In the Episode 36 recap, what did Lydia sign the contract with instead of her name?

• _TEXT PASSAGE_:

┄┄┄┄┄┄┄┄┄┄┄┄┄┄┄┄┄┄┄┄

WoD Epi 36: Terms and Conditions DO Apply

Originally posted 2017-03-14 20:00:54.

Episode 36: Terms and Conditions Apply

**Insert usual preamble and the pic about people realising by episode 36, that they should start with Epi 1-3 or not complain if they see a swear word as if I hadn’t warned them over a dozen times already**


Mini mini-recap of 35:
Ty’s in the Pack, they are at the Caern, discussing stuff and things, and then they head off to Ohio. 
Druid is there and he’s a bit of a cuntikins, explaining that Lydia fucked the pack over when she signed with ALPHA instead of her fucking name. 1st off, who does that kind of thing? Ego trip much? Secondly, when someone is that narcissistic, maybe they shouldn’t ever have been the leader, because it becomes all about them whenever they don’t get their way. Which as an alpha may seem like it doesn’t happen, but a GOOD alpha knows when to listen to everyone, especially the Beta, and make decisions, not just sit around and drink and claim to be discussing shit. An Alpha isn’t afraid to shift and show their pack that they are willing to die for their sworn family members. An Alpha reads the fucking Terms and Conditions of any contract, especially one which constitutes a binding magical property; one that can seriously and irrevocably alter the future for not just them, but their pack, and even the whole world at large. A good Alpha cares more about the pack than their own self interests, and certainly isn’t going to be a dramatic wet puppy when they don’t get their way.
Sam’s Alpha, and he’s all ready to show that he’s willing and capable of being the type of leader who isn’t afraid of a second in command, let alone a strong voice to make the Pack better.
Druid says that because of the contract, a shifter/fae union still has to take place. Even though Ty wasn’t in the first contract, since she’s the chic in the Pack, she’s now to-be-baby-mama.

┄┄┄┄┄┄┄┄┄┄┄┄┄┄┄┄┄┄┄┄

• _PROVIDED MATERIAL_:
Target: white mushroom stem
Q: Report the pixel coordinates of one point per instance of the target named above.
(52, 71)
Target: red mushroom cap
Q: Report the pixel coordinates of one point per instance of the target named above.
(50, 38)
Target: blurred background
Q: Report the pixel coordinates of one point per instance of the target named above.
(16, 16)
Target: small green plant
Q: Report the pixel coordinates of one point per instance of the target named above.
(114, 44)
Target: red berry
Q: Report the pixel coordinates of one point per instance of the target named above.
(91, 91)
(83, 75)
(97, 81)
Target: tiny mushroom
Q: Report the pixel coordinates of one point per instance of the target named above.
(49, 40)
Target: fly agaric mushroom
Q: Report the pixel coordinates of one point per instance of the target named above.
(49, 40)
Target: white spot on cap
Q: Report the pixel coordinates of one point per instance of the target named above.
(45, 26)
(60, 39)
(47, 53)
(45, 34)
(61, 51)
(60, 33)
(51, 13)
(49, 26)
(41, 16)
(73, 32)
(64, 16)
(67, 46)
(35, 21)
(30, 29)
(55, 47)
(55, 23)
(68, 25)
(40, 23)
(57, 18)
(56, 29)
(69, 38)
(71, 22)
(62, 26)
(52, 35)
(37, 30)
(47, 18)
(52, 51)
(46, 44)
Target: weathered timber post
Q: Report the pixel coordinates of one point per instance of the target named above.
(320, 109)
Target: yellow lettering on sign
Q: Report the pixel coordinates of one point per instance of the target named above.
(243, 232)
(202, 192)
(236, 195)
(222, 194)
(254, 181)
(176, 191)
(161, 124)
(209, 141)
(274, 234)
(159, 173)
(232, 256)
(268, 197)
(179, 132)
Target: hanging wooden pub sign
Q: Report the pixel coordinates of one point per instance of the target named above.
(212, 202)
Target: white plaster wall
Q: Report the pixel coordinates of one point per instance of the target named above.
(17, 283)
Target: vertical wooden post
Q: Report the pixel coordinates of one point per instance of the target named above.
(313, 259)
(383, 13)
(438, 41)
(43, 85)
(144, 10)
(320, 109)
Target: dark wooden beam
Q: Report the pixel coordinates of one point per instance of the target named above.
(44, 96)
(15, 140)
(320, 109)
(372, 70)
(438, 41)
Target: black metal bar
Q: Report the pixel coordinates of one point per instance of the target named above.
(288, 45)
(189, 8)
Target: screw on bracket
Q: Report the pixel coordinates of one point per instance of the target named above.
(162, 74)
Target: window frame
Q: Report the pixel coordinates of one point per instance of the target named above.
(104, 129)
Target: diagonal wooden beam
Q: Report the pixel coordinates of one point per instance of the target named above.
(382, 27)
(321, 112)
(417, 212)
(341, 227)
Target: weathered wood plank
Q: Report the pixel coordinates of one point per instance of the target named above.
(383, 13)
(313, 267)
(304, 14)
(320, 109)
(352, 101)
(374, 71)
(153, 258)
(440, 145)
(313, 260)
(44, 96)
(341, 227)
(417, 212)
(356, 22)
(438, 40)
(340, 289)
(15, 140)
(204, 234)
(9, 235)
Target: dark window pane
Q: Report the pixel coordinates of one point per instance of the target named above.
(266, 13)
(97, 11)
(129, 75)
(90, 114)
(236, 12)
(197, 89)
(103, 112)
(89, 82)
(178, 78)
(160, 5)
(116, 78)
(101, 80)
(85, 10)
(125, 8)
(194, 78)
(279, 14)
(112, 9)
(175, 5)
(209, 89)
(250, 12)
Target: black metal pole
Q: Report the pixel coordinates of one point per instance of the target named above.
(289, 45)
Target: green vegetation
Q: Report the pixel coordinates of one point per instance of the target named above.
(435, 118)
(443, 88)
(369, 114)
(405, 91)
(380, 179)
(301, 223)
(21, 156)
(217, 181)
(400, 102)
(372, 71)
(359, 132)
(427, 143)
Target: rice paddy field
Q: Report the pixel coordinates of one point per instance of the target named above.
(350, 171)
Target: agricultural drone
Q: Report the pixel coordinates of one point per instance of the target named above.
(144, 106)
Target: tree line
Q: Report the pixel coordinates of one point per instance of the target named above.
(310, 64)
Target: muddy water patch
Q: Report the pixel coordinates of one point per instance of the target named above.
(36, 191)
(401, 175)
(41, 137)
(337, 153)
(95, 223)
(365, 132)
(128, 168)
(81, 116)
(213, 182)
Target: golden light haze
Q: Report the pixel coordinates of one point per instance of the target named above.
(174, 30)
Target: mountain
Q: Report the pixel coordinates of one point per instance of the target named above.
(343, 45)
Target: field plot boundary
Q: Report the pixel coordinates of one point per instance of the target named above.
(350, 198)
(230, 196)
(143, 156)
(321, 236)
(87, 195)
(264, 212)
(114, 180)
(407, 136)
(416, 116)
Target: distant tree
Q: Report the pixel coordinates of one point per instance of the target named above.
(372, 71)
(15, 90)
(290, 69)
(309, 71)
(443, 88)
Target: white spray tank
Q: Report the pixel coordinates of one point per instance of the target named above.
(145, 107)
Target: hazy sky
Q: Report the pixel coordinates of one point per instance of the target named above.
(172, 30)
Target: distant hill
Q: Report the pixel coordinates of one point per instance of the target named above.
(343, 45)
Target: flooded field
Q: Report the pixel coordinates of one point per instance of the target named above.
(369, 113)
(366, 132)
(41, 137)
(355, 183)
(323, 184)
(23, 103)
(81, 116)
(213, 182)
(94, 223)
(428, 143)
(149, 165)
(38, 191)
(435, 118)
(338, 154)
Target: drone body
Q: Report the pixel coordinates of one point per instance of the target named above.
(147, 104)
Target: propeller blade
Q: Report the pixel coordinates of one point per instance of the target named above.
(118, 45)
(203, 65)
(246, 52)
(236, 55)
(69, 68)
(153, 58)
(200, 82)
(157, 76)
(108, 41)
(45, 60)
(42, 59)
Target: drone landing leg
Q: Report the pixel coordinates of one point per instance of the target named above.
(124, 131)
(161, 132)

┄┄┄┄┄┄┄┄┄┄┄┄┄┄┄┄┄┄┄┄

• _RESPONSE TO THE EXERCISE_: ALPHA